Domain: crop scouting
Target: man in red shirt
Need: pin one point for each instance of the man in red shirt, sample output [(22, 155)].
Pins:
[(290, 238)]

########

Work item:
From the first line down to the last, give the records again exactly.

Exercise solution:
Domain: crop scouting
Target: man in red shirt
Need: pin one point for each instance of the man in red shirt, sample output [(22, 155)].
Pins:
[(290, 238)]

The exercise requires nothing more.